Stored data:

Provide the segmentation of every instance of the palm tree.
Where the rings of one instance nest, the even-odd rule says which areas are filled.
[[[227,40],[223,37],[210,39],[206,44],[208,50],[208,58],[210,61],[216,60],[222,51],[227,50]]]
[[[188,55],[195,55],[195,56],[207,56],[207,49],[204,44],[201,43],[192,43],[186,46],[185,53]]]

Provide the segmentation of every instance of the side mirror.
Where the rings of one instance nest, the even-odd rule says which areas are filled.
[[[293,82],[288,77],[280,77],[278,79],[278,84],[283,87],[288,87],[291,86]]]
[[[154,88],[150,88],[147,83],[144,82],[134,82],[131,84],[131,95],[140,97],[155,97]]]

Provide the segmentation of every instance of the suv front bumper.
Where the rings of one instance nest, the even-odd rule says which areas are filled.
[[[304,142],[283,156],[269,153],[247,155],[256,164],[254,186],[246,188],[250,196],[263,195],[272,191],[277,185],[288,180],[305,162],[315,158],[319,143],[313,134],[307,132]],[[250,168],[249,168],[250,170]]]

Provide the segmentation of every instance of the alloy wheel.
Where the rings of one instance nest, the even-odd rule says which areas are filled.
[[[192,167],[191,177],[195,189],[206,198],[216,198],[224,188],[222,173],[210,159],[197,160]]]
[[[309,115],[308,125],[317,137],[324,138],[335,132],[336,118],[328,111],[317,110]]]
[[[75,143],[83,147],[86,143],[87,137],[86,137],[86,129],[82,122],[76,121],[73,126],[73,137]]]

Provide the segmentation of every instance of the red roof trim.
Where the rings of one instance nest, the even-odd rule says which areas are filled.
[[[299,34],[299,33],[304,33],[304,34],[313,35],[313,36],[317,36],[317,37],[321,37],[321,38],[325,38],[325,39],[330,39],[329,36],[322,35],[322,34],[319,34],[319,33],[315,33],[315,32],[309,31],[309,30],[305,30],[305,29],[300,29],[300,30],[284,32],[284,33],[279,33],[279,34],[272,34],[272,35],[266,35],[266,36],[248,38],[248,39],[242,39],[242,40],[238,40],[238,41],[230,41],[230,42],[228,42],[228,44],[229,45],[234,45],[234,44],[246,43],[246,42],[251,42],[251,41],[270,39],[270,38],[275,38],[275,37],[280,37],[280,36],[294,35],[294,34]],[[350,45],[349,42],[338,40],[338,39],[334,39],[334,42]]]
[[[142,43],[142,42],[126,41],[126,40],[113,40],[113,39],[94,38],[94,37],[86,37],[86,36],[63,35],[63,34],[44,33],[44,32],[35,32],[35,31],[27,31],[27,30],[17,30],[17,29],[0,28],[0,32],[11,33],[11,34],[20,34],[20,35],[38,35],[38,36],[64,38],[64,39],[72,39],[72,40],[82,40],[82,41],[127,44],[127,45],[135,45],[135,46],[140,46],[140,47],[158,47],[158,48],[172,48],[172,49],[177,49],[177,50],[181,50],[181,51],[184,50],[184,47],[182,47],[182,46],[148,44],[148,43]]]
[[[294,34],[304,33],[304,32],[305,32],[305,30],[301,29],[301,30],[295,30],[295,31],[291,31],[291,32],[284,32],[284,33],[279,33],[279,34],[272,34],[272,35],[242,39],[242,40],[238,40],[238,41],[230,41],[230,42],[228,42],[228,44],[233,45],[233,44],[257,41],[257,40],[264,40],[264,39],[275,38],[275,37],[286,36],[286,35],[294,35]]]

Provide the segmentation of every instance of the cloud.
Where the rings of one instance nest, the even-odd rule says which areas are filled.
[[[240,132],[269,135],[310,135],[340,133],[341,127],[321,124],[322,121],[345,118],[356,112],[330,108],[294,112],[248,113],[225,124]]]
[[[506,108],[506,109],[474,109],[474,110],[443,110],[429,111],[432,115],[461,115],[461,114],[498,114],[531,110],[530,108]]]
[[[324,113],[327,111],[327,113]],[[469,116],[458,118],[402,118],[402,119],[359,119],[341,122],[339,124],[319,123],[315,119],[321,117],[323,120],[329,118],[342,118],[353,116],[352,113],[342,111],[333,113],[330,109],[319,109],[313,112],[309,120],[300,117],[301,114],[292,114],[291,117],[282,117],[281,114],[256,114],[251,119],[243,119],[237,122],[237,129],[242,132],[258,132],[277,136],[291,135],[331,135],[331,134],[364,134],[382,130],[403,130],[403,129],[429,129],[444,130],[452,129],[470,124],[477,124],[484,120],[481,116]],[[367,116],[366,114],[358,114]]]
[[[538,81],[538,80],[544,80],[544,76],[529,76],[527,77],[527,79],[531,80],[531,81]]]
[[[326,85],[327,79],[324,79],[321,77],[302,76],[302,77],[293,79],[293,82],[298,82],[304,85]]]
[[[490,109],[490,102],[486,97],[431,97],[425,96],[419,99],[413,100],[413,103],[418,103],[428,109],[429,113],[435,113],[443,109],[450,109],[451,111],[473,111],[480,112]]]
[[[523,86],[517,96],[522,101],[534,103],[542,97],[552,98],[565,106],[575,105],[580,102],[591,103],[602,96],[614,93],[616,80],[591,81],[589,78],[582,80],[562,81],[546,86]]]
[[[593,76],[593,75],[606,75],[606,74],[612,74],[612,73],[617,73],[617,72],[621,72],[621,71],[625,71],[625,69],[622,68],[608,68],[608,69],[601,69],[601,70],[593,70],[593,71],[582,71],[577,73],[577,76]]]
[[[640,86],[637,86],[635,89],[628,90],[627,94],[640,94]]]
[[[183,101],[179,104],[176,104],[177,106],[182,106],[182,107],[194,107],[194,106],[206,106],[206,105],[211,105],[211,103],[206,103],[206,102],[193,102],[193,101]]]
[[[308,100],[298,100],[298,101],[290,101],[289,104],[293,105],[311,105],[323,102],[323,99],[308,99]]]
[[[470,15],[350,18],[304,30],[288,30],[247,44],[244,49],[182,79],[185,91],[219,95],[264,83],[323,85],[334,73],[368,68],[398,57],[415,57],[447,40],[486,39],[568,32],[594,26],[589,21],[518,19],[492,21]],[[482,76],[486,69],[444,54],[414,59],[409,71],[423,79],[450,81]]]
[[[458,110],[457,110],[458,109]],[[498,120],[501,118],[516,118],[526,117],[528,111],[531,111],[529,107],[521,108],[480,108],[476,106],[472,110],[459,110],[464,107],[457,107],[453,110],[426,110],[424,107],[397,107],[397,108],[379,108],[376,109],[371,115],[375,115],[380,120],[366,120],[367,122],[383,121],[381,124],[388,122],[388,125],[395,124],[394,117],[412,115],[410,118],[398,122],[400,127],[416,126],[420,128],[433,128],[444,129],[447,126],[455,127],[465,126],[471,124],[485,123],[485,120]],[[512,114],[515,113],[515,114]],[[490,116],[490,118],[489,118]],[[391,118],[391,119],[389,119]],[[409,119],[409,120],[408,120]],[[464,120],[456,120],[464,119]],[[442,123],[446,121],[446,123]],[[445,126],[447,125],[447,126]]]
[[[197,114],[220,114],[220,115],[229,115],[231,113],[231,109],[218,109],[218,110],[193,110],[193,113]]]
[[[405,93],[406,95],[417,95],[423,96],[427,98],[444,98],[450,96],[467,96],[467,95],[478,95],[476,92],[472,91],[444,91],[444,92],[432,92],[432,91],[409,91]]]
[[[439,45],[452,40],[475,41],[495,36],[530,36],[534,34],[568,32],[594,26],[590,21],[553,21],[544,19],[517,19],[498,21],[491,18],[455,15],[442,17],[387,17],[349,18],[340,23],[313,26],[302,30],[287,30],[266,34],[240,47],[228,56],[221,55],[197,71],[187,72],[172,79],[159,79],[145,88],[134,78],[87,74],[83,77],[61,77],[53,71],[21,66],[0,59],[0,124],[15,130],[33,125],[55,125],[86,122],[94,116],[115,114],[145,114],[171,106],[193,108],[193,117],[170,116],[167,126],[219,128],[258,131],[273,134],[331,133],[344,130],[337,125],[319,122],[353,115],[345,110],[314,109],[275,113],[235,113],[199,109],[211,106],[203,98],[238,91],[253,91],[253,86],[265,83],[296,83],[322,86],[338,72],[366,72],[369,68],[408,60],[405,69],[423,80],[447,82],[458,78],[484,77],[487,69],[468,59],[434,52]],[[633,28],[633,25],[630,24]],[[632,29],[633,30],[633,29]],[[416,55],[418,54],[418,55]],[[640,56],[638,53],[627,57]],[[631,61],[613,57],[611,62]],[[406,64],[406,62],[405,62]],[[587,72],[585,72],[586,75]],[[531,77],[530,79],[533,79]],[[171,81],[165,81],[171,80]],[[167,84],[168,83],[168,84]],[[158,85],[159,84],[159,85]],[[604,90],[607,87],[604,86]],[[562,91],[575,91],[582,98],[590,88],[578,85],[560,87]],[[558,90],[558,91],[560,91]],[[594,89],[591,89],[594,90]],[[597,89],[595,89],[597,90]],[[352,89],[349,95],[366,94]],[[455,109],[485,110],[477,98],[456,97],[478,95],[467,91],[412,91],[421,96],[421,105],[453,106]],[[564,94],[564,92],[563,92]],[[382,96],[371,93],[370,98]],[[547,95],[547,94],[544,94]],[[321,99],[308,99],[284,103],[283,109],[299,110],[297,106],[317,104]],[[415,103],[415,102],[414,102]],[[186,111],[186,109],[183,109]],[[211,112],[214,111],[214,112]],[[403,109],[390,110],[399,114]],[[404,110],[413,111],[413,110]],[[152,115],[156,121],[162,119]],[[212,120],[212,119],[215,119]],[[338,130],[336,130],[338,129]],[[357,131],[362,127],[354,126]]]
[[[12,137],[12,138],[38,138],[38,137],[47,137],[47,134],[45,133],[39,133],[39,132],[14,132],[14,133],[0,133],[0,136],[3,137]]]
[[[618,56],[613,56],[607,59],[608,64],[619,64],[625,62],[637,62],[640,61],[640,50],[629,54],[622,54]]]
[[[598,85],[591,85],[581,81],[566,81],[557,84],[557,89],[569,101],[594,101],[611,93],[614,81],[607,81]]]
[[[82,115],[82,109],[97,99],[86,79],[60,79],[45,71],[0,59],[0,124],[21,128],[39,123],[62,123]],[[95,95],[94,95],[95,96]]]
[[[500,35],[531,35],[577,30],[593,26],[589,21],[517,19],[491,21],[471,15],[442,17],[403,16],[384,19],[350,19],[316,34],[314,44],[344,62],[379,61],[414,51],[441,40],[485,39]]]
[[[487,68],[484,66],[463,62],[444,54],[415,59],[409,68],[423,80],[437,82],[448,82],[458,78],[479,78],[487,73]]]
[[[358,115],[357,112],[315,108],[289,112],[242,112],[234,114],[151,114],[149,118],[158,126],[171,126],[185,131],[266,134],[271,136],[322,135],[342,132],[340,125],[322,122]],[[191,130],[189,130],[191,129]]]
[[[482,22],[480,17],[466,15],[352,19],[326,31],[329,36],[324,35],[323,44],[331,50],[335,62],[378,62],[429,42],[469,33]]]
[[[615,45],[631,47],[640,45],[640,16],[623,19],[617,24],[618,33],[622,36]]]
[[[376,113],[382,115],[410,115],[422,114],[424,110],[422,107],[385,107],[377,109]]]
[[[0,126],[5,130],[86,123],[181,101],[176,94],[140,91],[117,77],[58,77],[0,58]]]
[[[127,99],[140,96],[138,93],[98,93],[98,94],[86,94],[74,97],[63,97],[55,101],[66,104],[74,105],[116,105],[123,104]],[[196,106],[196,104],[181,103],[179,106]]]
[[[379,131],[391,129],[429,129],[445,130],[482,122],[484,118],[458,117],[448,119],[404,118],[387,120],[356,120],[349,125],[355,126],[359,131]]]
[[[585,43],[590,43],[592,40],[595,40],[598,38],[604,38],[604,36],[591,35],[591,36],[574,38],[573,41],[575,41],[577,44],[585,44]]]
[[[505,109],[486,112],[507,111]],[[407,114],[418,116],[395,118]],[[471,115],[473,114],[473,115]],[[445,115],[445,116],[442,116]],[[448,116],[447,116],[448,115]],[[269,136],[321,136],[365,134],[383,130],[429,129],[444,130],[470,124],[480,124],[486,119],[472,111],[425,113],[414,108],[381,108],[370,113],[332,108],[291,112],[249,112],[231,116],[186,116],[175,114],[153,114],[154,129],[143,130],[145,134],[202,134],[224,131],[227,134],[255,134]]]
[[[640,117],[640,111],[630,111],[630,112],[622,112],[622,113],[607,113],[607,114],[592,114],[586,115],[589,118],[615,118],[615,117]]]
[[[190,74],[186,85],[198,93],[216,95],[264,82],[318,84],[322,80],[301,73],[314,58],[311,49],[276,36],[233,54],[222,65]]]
...
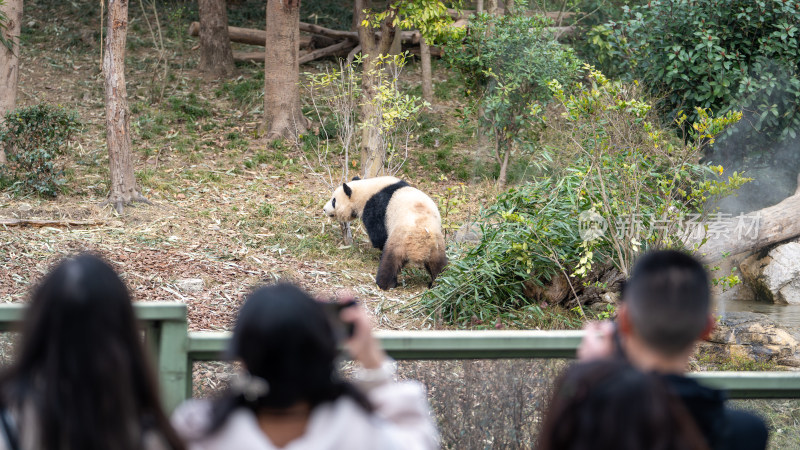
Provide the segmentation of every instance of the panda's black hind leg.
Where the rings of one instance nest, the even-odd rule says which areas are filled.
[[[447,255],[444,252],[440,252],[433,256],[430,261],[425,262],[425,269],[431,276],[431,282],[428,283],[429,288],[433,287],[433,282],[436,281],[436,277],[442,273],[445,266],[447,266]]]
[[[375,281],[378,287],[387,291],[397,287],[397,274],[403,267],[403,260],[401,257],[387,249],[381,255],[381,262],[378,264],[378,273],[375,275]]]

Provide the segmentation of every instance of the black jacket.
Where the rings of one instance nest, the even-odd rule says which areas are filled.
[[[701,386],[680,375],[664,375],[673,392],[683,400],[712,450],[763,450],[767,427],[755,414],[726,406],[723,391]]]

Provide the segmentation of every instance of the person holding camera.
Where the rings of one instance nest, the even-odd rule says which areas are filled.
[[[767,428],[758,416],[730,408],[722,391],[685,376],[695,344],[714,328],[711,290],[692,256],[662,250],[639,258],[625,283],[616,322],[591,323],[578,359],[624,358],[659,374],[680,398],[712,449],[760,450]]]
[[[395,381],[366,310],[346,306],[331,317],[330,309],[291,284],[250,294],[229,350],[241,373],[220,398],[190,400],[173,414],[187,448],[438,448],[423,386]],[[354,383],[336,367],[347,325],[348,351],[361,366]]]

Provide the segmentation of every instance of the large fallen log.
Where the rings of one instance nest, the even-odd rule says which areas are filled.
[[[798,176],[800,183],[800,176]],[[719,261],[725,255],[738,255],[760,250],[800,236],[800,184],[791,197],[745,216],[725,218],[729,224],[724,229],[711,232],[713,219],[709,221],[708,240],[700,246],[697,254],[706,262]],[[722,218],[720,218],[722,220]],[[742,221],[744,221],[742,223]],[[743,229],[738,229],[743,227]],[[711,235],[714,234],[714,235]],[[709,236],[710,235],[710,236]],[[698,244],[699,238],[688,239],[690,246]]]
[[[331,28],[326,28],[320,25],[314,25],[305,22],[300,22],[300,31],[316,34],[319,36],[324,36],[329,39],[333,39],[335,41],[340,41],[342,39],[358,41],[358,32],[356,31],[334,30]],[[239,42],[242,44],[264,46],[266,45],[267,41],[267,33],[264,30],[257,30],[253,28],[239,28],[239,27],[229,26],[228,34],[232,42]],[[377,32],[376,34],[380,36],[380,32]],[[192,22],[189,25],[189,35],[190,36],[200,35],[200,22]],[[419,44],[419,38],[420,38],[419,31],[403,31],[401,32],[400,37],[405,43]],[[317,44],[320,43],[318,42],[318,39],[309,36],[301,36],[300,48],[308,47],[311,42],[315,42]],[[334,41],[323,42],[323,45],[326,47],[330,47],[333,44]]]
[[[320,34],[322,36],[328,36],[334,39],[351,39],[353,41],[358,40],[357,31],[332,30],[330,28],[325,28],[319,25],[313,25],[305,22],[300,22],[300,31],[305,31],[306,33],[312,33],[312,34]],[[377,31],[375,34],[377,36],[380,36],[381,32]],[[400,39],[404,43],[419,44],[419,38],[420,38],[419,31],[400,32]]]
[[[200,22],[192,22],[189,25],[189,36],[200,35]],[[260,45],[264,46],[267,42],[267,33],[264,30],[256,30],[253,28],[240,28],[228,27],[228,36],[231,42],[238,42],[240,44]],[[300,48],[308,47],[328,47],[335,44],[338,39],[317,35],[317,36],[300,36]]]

• _WORK ITEM_: The lines above, starting at the one with "Provide the segmentation of every instance of the person" and ending at the one with "Provide the segmentation of every instance of the large", are the only ones to return, exactly as written.

• _TASK RESPONSE_:
Provide the segmentation of every instance of the person holding camera.
Where the rings of one instance nest, the even-odd rule says which areas are filled.
[[[767,428],[758,416],[730,408],[722,391],[685,376],[695,344],[714,328],[711,290],[692,256],[662,250],[639,258],[625,283],[616,322],[591,323],[578,359],[624,358],[659,374],[680,398],[712,449],[760,450]]]
[[[395,381],[366,310],[346,306],[331,317],[330,309],[291,284],[250,294],[229,350],[241,373],[220,398],[190,400],[173,414],[187,448],[438,448],[423,386]],[[354,383],[336,367],[347,325],[348,351],[361,366]]]

Provide the segmentation of every instance of the large fallen log.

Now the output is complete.